• _TASK DIRECTIONS_:
Edit the lines below so that "marker" becomes "dot" wherever it occurs, keeping every other word the same.

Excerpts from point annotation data
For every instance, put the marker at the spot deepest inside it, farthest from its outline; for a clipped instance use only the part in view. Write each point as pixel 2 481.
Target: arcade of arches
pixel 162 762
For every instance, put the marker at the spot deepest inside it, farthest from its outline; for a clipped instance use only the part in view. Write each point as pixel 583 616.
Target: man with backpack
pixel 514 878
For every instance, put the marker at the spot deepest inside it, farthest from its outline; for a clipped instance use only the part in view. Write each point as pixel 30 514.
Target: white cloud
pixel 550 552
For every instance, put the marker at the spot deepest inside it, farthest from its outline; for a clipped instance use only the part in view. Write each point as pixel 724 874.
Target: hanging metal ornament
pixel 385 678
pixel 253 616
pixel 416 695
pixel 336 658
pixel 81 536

• _EXERCISE RESULT_:
For every instance, put the dot at the spot deepest inside it, farthest from its outline; for a clipped instance use only the part in view. Write each point as pixel 2 481.
Target: arcade of arches
pixel 162 762
For every instance, put the dot at the spot deepest inside it, farthest from its outline; for a clipped instance use only the part in view. Write each point as pixel 583 616.
Target: man with backpack
pixel 514 878
For every instance, put the dot at the spot deepest inside it, farthest from its outline; for a clipped instance use only the part in view. Write each point as pixel 30 514.
Target: white cloud
pixel 550 552
For every instance, put the dot at the spot deepest inside it, farthest from its outline; for a clipped instance use only the part in view. Write each point as pixel 724 874.
Target: hanging metal ornament
pixel 385 678
pixel 253 616
pixel 416 695
pixel 336 658
pixel 81 536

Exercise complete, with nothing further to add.